# [Source document]
+++++
A love letter to Roy Orbison from Castlebar

Midwest Radio was always on in the back ground in my family home. Dad would tell me that there was no better radio station to be found in the west of Ireland than Mid West Radio.

Obviously  because it included all the GAA sports updates and the aul country tune or two.

But all was not lost, there used to be a show on Saturday evenings between 6-8pm on Mid West that would play all the old rock n roll favourites and this was where I heard the big O for the first time.

Over the years I have remained a loyal fan of Orbison’s and I do not think any artist has even come close to perfecting his voice.

The iconic singer had lots of tragedy in his life

Rock N Roll music was simply a big part of the Hoban household when I was a kid. The Killer, Jerry Lee Lewis, Elvis Presley, Fats Domino, Chuck Berry, Sam Cooke.

You name it. They were all there, thanks to my dad. So you may understand by now why rock was a big inclusion in my childhood.

Many critics described Roy Orbison’s music as operatic, nicknaming him “the Caruso of Rock” and “the Big O”. While most male rock-and-roll performers in the 1950s and 1960s projected a defiant masculinity, many of Orbison’s songs conveyed vulnerability. He performed standing still, wearing black clothes to match his dyed black hair and dark sunglasses.

 

Experimenting with a new sound, Orbison and Joe Melson wrote a song in early 1960 which, using elements from “Uptown”, and another song they had written called “Come Back to Me (My Love)”, employed strings and the Anita Kerr doo-wop backing singers.
+++++
# [Material provided]
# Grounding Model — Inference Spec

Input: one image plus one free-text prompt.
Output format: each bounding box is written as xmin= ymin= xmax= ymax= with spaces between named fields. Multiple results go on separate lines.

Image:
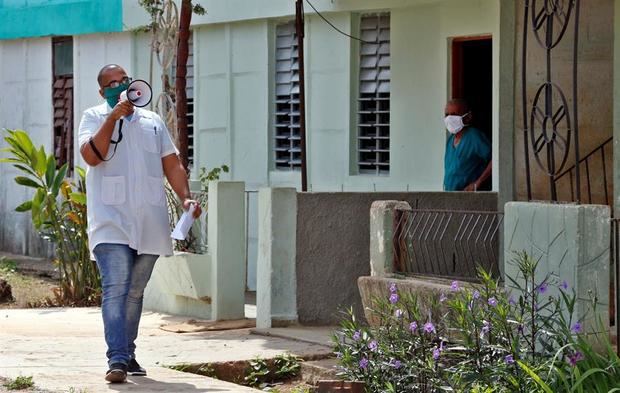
+++++
# [What the exercise asks]
Continue the Roy Orbison piece, picking up after its last sentence about the song Orbison and Joe Melson wrote in early 1960.

# [Written answer]
It also featured a note hit by Orbison in falsetto that showcased a powerful voice which, according to biographer Clayson, “came not from his throat but deeper within”.The song was “Only the Lonely (Know the Way I Feel)”.

Orbison and Melson tried to pitch it to Elvis Presley and the Everly Brothers, but were turned down.

They instead recorded the song at RCA’s Nashville studio, with sound engineer Bill Porter trying a completely new strategy, building the mix from the top down rather than from the bottom up, beginning with close-miked backing vocals in the foreground, and ending with the rhythm section soft in the background.

This combination became Orbison’s trademark sound.

“Only the Lonely” shot to number two on the Billboard Hot 100 and hit number one in the UK and Australia. According to Orbison, the subsequent songs he wrote with Melson during this period were constructed with his voice in mind, specifically to showcase its range and power.

He told Rolling Stone in 1988, “I liked the sound of [my voice]. I liked making it sing, making the voice ring, and I just kept doing it. And I think that somewhere between the time of “Ooby Dooby” and “Only the Lonely”, it kind of turned into a good voice.” Its success transformed Orbison into an overnight star and he appeared on Dick Clark’s Saturday Night Beechnut Show out of New York City.

 

When Presley heard “Only the Lonely” for the first time, he bought a box of copies to pass to his friends,  and Orbison followed it with the more complex “Blue Angel”, which peaked at number nine in the US and number 11 in the UK. “I’m Hurtin'”, with “I Can’t Stop Loving You” as the B-side, rose to number 27 in the US, but failed to chart in the UK.

Orbison was now able to move to Nashville permanently with his wife Claudette and two sons Roy DeWayne and Anthony King.

Back in the studio, seeking a change from the pop sound of “Only the Lonely” and “I’m Hurtin'”, Orbison worked on a new song, “Running Scared”, based loosely on the rhythm of Ravel’s Boléro; the song was about a man on the lookout for his girlfriend’s previous boyfriend, whom he feared would try to take her away.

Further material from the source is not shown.